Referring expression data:
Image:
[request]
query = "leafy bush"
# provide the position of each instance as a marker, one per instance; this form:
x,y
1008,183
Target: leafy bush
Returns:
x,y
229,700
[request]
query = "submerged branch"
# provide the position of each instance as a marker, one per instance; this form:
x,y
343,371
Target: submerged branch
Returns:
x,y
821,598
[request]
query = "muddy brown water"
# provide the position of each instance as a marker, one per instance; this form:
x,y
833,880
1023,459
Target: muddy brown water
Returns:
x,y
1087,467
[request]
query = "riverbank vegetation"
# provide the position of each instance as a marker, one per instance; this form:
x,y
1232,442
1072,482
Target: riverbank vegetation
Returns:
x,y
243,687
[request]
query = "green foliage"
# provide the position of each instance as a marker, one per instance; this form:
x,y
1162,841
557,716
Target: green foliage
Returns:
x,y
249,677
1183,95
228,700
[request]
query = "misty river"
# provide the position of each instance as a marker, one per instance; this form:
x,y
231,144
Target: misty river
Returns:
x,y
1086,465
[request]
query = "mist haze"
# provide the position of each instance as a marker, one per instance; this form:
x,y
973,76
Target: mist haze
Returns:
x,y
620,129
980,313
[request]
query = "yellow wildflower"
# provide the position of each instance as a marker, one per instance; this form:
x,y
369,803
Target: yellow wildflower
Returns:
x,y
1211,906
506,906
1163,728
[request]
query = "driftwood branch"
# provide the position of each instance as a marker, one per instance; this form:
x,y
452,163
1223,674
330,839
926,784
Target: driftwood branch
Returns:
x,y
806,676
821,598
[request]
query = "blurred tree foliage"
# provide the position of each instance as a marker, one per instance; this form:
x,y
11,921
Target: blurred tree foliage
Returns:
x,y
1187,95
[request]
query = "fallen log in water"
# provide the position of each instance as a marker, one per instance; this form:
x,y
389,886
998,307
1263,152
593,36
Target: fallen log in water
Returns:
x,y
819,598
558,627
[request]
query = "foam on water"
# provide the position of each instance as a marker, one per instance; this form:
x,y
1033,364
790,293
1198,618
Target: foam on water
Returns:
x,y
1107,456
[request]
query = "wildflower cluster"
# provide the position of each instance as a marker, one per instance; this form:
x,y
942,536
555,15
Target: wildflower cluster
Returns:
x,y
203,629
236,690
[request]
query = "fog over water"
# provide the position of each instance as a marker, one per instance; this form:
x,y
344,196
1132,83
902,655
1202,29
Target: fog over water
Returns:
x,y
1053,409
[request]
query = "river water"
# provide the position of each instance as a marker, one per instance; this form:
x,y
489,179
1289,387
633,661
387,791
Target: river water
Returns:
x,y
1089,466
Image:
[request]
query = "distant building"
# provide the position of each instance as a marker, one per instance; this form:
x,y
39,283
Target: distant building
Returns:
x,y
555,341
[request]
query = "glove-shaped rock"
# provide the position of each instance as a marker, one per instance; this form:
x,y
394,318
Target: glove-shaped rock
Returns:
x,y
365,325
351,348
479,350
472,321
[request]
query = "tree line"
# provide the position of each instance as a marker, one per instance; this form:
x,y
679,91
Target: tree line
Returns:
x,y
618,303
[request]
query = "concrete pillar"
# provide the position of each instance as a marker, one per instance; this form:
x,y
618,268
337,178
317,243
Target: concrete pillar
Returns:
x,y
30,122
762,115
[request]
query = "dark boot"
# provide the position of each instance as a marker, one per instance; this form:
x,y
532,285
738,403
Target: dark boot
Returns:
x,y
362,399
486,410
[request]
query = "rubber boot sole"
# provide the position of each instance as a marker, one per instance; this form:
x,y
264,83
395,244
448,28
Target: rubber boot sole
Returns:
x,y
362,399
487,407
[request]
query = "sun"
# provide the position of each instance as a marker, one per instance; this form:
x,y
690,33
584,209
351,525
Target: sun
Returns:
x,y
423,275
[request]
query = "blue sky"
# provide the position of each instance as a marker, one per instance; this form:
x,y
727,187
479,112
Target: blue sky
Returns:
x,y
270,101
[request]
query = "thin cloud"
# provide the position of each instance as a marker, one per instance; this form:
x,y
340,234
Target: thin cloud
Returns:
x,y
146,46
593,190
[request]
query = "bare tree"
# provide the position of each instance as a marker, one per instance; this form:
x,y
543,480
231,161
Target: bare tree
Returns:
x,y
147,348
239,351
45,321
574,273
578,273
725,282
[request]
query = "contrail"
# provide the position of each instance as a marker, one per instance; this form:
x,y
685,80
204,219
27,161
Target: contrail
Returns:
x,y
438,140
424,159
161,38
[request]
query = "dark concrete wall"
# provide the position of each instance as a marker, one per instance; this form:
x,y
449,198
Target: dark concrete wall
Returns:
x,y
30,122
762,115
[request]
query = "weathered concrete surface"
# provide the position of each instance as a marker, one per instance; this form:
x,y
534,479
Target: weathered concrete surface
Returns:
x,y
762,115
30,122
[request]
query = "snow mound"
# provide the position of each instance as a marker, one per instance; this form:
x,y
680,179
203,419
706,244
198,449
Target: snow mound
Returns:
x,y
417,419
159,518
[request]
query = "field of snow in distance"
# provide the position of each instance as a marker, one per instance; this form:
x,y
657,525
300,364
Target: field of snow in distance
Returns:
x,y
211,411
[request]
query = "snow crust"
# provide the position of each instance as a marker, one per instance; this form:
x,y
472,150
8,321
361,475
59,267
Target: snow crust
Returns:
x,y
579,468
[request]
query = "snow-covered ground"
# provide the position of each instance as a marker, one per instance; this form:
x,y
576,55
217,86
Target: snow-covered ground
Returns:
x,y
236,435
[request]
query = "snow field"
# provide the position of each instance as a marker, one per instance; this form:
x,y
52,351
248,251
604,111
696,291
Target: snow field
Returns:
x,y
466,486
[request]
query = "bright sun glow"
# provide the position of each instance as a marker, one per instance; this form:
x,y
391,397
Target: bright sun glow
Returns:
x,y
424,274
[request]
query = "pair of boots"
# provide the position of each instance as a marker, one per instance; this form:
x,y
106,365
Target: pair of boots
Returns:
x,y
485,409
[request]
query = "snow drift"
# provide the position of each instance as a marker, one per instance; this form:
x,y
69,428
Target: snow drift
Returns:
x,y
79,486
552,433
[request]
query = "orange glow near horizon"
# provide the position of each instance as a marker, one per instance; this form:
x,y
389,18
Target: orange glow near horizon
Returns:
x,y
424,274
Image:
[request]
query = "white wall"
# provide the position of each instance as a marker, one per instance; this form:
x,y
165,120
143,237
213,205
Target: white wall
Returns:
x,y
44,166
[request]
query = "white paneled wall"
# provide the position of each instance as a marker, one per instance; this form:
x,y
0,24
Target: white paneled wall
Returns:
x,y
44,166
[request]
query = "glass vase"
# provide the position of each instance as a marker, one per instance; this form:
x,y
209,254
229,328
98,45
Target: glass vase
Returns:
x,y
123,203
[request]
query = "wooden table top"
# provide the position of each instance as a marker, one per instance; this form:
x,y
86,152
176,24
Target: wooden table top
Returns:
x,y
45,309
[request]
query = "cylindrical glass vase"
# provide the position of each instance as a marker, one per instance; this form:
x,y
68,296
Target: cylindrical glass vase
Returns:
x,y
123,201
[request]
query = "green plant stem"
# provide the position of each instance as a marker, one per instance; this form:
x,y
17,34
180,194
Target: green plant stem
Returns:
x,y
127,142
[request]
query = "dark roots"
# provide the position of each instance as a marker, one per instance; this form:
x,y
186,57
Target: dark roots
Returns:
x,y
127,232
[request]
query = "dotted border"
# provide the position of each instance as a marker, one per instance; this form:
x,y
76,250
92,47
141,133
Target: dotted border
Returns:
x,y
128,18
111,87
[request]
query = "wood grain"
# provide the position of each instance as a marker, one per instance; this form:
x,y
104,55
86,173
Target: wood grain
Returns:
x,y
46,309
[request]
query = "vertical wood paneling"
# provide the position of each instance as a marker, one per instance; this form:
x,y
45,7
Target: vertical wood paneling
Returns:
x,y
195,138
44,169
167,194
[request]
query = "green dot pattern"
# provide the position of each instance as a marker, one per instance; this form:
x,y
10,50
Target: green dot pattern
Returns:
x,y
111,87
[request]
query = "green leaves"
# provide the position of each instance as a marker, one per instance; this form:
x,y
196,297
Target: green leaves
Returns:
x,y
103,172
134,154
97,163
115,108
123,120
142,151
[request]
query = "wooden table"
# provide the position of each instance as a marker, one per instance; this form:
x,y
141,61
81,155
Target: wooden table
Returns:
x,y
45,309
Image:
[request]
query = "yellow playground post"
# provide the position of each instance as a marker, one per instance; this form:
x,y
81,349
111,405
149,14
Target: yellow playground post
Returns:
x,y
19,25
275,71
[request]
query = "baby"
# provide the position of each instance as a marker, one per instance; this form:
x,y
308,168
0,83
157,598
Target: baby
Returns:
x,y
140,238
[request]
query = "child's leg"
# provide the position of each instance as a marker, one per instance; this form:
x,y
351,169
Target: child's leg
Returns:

About this task: Count up the lines in the records that contain the word "sole" and reply with that figure only.

The completed task: 2